Text for analysis:
==*==
Tech

CEO and COO of Pornhub parent company MindGeek abruptly resign

The CEO and CEO of MindGeek, the parent company of porn streaming giant Pornhub and others like it, have abruptly and unceremoniously resigned. The company says the departures were planned, but a report on the company’s moderation policies in the New Yorker last week gives them the air of leaving the scene of an accident.

Variety first reported the news, which MindGeek confirmed to TechCrunch.

CEO Feras Antoon and COO David Tasillo are gone effective immediately, though they remain shareholders. According to a MindGeek statement, “With the company strategically positioned for long-term growth, MindGeek’s executive leadership team will run day-to-day operations on an interim basis, with a search underway for replacements.”

That the company may have been pondering a change in leadership is understandable; the last few years have been challenging for the adult film world, in which MindGeek is an incredibly powerful player — powerful enough that many in the industry are resigned to working around its sometimes controversial choices on content and payments.

Money is also an issue — not that the porn industry lacks for it but that payments have grown increasingly difficult. MasterCard and Visa both suspended payments to MindGeek companies back in 2020, though Visa relented somewhat. The precarity of the company’s position made it resort to recommending payment via cryptocurrency, but as we have seen that is not quite as easy as its proponents have made it out to be.

The most recent bad PR around the company, however, has to be the New Yorker piece, which described various situations where Pornhub’s moderation processes have failed over the years, with people trying and failing to get imagery of themselves off the platform. Some in the adult film and sex industries, however, have accused the author of buying a religious anti-porn crusader’s spiel hook, line and sinker.

MindGeek called the report a “gross mischaracterization” and pointed out in a separate statement:

NCMEC reported earlier this year that Pornhub reported fewer incidents of CSAM and removed cases of CSAM in the shortest amount of time after being notified among all major platforms, including Facebook, Twitter, YouTube, and more.

Regardless of what one thinks of the New Yorker article, it’s tough to have a few thousand words in a respected and popular periodical taking dead aim at your company — which is why some may find it tough to believe that there is “absolutely no correlation between any other reporting and today’s news.”

It’s true that MindGeek and Pornhub (as well as other adult video sites and services, not to mention social media) have had no end of trouble corralling illegal or policy-violating content, but efforts are certainly being made to address that. Whether those efforts are sufficient is another question, and usually one we can only answer in retrospect when companies implode, are investigated or by some other means their internal methods and metrics are leaked. (If Facebook and others never had to raise their right hand and tell the truth to Congress or the Justice Department, we might never have known what we do now.)

The CEO and COO leaving immediately with no succession plan after a bout of bad press — it certainly could just be unfortunate timing and a freewheeling corporate nature, but it will be hard to make that narrative stick.
==*==
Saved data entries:
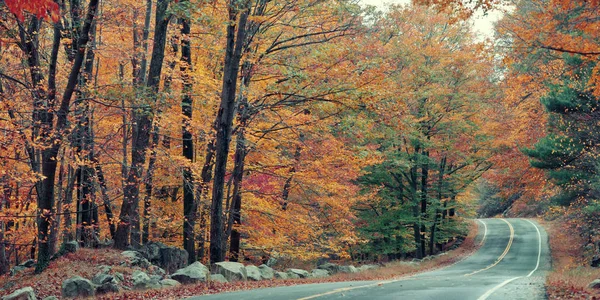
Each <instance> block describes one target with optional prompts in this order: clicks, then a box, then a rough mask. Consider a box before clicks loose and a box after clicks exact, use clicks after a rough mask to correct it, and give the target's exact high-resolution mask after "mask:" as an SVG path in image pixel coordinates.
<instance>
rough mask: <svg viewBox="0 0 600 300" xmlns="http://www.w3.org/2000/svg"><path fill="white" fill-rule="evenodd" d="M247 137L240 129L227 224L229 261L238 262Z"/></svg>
mask: <svg viewBox="0 0 600 300" xmlns="http://www.w3.org/2000/svg"><path fill="white" fill-rule="evenodd" d="M244 126H245V125H244ZM246 154H247V150H246V137H245V135H244V128H243V127H241V125H240V127H239V131H238V134H237V140H236V149H235V155H234V161H235V166H234V168H233V175H232V176H233V201H232V202H233V203H232V204H231V211H230V213H229V220H228V224H227V233H228V235H230V236H231V239H230V244H229V260H230V261H238V260H239V254H240V232H239V230H238V229H237V228H236V226H240V225H241V224H242V219H241V209H242V194H241V188H242V180H243V177H244V162H245V159H246Z"/></svg>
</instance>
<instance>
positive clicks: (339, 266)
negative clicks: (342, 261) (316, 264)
mask: <svg viewBox="0 0 600 300" xmlns="http://www.w3.org/2000/svg"><path fill="white" fill-rule="evenodd" d="M317 269H321V270H327V271H328V272H329V274H331V275H333V274H336V273H338V272H339V271H340V266H338V265H336V264H332V263H324V264H322V265H319V266H317Z"/></svg>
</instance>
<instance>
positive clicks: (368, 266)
mask: <svg viewBox="0 0 600 300" xmlns="http://www.w3.org/2000/svg"><path fill="white" fill-rule="evenodd" d="M357 269H358V271H359V272H362V271H367V270H377V269H379V265H362V266H360V267H358V268H357Z"/></svg>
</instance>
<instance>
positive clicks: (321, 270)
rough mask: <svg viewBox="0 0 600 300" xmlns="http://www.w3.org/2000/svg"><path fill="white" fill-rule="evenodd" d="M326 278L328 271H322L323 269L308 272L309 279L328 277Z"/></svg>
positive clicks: (328, 271) (318, 269)
mask: <svg viewBox="0 0 600 300" xmlns="http://www.w3.org/2000/svg"><path fill="white" fill-rule="evenodd" d="M328 276H329V271H327V270H323V269H313V270H312V271H311V272H310V277H312V278H323V277H328Z"/></svg>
==*==
Work instructions: In the article about the MindGeek resignations, reproduce word for word the part that begins at "NCMEC reported earlier" and stops after "YouTube, and more.".

Your solution:
NCMEC reported earlier this year that Pornhub reported fewer incidents of CSAM and removed cases of CSAM in the shortest amount of time after being notified among all major platforms, including Facebook, Twitter, YouTube, and more.